▶ **What is required**:
Find every line below that contains the word "forest", and copy each of those lines in full.

▶ **Raw records**:
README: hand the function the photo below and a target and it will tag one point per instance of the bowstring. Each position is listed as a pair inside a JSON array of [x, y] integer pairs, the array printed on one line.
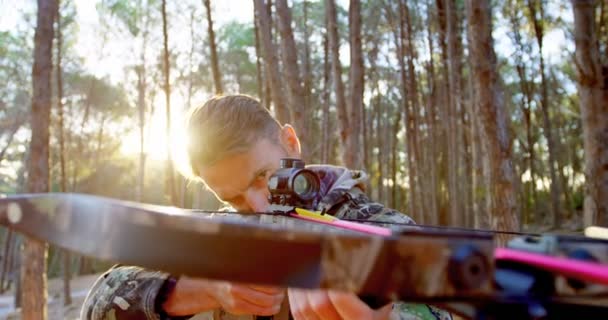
[[401, 224]]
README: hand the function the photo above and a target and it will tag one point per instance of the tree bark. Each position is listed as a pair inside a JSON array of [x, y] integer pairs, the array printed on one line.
[[297, 100], [454, 68], [489, 105], [353, 158], [538, 24], [215, 68], [67, 296], [33, 273], [526, 89], [271, 63], [593, 95], [334, 45], [432, 217], [167, 88], [325, 137], [258, 60]]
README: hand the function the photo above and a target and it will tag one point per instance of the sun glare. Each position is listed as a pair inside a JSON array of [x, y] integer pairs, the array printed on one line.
[[155, 137]]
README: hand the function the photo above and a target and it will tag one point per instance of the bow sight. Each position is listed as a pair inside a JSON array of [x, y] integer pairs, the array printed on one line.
[[294, 185]]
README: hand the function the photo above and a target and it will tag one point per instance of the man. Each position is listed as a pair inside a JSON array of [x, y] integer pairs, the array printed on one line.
[[234, 147]]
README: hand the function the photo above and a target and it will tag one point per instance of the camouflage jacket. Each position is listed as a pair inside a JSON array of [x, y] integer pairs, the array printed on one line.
[[129, 292]]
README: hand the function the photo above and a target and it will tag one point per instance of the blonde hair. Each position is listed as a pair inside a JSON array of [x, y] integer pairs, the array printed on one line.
[[226, 125]]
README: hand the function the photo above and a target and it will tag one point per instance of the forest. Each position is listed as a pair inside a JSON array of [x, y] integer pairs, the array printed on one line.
[[479, 114]]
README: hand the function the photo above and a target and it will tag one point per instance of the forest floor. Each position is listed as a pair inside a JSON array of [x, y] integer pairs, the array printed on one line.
[[56, 310]]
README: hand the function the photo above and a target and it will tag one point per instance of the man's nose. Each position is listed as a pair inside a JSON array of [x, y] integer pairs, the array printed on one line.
[[257, 201]]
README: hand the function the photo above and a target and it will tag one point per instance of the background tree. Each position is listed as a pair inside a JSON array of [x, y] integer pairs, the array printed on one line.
[[34, 252], [593, 95]]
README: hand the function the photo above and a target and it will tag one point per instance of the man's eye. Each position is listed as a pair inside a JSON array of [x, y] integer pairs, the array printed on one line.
[[262, 175]]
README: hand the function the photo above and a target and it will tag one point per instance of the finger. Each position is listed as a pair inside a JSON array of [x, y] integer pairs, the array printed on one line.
[[266, 289], [384, 312], [243, 307], [349, 306], [298, 304], [259, 298], [321, 305]]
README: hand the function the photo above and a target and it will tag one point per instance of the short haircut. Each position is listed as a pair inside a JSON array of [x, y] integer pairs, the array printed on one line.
[[226, 125]]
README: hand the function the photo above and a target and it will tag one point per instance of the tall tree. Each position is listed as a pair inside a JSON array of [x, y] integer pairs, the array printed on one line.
[[33, 273], [454, 67], [167, 88], [593, 95], [527, 89], [336, 67], [297, 100], [537, 17], [353, 157], [215, 69], [489, 107], [66, 259], [271, 63]]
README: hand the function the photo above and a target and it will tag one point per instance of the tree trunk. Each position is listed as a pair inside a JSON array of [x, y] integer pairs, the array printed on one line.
[[62, 183], [525, 87], [353, 157], [593, 95], [307, 76], [297, 100], [432, 216], [325, 140], [538, 24], [334, 45], [7, 259], [258, 60], [215, 68], [33, 273], [489, 105], [454, 68], [271, 63], [167, 88]]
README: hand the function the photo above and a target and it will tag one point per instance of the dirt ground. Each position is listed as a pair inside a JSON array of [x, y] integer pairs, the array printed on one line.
[[56, 310]]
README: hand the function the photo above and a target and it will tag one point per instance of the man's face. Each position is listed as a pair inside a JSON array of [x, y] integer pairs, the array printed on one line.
[[242, 179]]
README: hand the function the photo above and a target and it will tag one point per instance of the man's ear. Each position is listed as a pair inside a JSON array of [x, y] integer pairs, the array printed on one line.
[[289, 140]]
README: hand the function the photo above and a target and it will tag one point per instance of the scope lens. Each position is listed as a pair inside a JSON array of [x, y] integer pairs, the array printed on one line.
[[302, 184]]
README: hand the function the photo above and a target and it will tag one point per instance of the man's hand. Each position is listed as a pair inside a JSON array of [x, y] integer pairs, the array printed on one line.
[[332, 305], [192, 296]]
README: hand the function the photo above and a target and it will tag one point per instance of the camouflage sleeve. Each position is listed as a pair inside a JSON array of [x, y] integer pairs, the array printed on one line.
[[356, 205], [124, 292]]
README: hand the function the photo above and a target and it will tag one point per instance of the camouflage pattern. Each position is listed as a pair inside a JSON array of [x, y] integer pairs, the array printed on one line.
[[126, 292]]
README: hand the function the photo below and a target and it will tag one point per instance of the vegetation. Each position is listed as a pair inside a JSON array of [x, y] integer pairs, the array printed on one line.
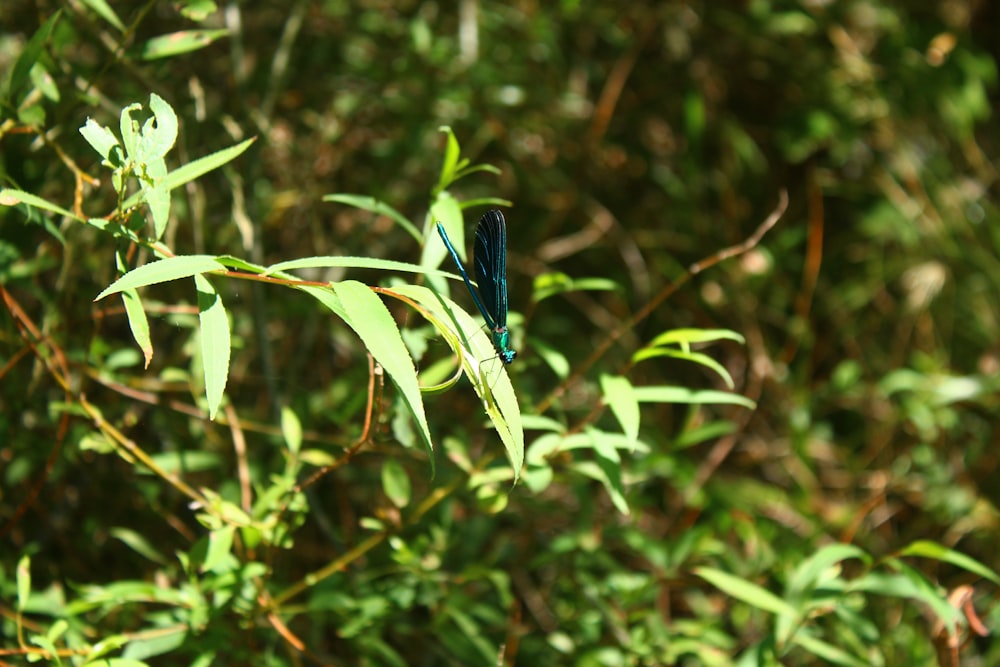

▶ **Answer to the problem**:
README: hand the function the photo above and a target and it will tag one point per instance of the forest. Each position is listed as a pair inside a JSON array of [x, y] integer pairs, the array printed on one line.
README: hand the function the photo above and a target and it will tag one point per instance of the forest floor. Each position is listed as a pair inside a JSON array of [x, y] integer pairs, the array printed on one line.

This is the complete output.